▶ [HOW TO COMPLETE THIS TASK]
The output should consist solely of the lines running from the one that contains "Task: Where can the boy's nose" through the end of the records below, copied exactly.

(Saved entries)
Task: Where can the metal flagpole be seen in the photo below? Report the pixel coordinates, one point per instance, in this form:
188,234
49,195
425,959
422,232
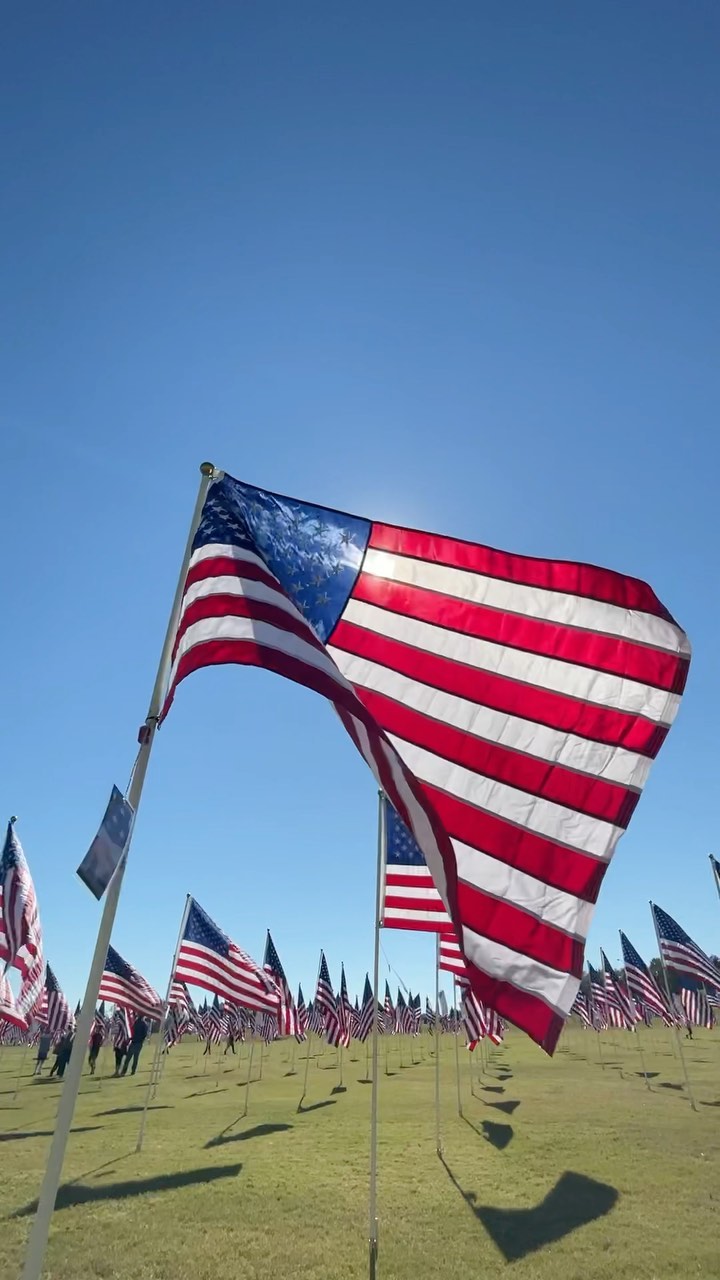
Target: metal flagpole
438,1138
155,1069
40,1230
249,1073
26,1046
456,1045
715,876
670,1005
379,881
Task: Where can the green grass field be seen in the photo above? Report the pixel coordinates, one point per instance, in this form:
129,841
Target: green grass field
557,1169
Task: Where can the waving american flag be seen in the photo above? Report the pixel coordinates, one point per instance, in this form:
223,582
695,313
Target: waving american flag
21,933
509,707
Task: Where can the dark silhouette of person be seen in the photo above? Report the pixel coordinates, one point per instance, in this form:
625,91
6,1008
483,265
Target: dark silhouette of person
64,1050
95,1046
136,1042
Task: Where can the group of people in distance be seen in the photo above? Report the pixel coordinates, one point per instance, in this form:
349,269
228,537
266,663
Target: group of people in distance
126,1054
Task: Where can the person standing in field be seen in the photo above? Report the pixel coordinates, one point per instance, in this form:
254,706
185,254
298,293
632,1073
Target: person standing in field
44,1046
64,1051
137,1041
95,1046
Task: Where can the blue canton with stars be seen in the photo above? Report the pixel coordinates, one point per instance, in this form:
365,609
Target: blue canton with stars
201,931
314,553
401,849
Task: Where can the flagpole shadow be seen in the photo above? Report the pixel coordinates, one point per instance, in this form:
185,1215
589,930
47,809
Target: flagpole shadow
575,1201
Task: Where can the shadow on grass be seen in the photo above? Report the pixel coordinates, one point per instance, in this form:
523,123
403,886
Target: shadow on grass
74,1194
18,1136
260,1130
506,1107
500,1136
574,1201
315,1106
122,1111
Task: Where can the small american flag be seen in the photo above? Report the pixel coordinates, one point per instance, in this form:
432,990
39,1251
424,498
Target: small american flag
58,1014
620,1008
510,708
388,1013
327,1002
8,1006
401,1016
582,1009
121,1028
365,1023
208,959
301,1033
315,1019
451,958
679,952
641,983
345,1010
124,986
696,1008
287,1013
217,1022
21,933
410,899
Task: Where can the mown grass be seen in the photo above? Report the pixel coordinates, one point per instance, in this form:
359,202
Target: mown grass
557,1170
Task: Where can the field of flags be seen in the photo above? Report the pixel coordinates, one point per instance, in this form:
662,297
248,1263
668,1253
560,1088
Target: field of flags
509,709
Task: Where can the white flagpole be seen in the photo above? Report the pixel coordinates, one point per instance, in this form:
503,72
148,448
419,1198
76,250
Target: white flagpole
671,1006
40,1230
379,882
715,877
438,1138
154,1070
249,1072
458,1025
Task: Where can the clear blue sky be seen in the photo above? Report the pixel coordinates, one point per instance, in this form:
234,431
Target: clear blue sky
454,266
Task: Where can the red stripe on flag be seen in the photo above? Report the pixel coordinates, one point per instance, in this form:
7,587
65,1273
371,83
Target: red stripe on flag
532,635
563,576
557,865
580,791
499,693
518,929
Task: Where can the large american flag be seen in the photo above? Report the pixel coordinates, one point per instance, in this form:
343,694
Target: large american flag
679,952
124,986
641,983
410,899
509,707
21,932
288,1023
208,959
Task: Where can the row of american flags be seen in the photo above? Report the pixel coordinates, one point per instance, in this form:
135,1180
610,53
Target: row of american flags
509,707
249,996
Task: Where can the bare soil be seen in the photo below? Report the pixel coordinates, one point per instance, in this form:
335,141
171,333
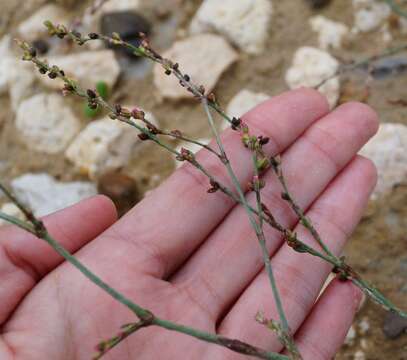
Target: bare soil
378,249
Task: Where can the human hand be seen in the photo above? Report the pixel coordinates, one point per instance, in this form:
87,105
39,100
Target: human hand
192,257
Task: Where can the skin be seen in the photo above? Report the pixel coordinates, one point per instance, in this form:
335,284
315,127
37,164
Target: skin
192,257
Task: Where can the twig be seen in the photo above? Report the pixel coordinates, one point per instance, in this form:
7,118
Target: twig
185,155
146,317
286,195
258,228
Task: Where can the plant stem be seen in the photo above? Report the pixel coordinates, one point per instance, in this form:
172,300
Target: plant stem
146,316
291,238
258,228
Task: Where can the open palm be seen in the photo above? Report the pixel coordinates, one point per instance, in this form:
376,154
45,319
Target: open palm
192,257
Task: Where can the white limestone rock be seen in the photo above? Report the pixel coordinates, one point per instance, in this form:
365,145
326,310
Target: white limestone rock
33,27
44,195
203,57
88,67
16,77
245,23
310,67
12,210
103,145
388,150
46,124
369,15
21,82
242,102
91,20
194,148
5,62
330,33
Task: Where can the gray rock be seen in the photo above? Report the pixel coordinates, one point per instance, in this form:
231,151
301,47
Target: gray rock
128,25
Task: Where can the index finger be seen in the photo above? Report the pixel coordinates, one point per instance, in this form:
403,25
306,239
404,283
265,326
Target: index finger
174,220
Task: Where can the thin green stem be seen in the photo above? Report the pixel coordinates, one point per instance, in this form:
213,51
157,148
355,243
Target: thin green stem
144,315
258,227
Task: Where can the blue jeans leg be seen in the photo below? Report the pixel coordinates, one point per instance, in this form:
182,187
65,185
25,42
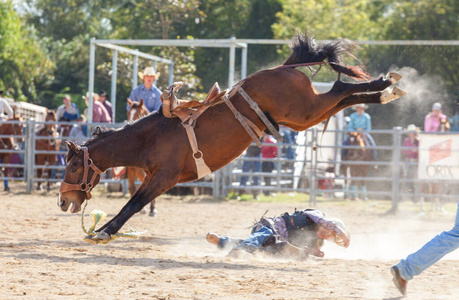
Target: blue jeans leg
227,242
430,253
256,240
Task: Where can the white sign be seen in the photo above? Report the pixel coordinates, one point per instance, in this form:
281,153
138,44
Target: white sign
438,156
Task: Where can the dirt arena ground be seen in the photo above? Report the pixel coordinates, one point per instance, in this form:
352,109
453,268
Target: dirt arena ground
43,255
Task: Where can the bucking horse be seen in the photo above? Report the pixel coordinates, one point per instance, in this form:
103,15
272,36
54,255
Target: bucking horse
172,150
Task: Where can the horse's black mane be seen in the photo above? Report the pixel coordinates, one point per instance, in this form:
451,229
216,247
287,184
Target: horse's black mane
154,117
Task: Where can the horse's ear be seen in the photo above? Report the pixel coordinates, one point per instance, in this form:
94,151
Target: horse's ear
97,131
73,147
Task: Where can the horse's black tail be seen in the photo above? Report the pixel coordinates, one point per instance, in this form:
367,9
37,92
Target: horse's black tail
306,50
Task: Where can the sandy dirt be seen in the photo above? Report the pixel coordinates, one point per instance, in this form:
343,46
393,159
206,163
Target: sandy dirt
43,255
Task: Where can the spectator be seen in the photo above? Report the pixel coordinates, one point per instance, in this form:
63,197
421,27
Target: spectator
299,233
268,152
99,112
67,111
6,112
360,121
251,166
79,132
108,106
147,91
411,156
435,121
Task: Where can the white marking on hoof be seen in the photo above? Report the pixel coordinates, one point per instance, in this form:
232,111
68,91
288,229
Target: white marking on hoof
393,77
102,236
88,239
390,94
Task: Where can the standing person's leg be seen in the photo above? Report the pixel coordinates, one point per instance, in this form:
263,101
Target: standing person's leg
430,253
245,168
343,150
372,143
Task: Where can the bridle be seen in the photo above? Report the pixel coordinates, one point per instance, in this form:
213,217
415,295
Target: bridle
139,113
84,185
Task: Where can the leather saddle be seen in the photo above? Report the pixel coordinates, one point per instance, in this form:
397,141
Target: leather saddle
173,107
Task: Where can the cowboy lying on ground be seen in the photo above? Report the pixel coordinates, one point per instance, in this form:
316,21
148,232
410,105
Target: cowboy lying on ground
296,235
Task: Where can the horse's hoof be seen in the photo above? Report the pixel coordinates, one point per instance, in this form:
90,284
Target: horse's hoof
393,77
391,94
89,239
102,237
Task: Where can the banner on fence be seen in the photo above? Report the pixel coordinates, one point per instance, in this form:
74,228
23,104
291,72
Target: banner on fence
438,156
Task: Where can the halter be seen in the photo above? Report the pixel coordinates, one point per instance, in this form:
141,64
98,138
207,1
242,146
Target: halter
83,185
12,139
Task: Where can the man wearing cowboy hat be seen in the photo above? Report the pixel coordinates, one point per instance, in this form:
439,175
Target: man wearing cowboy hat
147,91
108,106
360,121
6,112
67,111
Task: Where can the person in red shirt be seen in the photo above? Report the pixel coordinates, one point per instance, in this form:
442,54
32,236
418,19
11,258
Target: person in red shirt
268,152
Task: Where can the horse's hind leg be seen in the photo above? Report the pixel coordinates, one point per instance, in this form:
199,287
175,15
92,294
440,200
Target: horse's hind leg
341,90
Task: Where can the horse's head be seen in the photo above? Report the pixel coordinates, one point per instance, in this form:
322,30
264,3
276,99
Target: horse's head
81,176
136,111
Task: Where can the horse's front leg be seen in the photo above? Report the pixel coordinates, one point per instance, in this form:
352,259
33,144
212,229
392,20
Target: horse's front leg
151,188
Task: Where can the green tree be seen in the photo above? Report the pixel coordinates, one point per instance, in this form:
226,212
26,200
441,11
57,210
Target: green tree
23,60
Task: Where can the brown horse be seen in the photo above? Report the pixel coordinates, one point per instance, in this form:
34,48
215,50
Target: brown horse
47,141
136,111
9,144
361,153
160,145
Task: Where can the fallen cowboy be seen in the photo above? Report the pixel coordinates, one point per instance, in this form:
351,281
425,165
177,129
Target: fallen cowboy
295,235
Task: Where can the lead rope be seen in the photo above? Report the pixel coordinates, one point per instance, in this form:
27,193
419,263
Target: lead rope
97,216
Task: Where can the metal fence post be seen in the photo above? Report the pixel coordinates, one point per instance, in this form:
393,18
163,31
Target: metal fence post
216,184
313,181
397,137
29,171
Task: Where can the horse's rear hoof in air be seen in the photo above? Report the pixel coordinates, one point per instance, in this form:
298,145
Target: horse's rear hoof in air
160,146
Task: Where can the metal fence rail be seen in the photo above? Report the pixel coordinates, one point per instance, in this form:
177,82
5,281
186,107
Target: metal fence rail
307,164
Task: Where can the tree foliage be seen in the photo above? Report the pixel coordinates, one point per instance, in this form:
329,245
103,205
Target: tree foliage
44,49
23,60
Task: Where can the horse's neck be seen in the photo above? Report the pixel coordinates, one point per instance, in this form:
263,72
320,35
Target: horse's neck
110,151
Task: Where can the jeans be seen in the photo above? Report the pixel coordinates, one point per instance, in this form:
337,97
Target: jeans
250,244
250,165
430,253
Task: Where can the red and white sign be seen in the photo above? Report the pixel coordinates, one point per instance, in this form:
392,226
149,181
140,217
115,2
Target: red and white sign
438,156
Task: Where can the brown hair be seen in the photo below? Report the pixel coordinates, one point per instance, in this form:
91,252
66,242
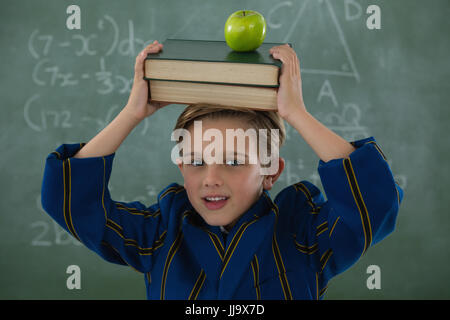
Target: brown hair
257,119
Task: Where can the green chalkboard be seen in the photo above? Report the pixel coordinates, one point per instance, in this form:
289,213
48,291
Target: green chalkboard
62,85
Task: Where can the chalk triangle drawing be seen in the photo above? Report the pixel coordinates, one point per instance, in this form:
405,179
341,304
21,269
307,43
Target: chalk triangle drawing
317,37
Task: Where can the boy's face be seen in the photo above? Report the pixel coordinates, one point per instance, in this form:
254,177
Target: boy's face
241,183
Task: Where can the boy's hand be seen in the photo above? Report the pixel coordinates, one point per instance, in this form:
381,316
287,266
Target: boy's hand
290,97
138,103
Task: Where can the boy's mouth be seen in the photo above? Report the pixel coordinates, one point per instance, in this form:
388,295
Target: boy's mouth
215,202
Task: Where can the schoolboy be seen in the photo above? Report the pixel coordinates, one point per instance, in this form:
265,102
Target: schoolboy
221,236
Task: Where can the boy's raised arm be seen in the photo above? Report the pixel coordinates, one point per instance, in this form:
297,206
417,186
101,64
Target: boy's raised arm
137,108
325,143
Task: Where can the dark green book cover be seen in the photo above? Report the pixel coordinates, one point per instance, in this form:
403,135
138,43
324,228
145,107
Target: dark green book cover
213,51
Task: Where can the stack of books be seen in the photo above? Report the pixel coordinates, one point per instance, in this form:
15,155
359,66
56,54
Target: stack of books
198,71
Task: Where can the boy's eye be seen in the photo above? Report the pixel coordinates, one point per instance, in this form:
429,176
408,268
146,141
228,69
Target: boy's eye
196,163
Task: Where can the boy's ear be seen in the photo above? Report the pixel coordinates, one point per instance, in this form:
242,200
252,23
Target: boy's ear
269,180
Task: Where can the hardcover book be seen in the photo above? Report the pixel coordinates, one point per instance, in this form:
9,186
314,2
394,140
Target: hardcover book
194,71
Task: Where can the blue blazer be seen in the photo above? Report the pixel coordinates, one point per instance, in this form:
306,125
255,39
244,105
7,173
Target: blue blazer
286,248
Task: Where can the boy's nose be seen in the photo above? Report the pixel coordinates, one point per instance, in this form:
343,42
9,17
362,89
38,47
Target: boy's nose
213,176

▶ [RESULT FOR THIS TASK]
Task: Where can the boy's nose be seen in the photo above? Report the pixel coordinates, one point per instance, in this form:
343,42
9,17
362,89
38,47
Target: boy's nose
213,176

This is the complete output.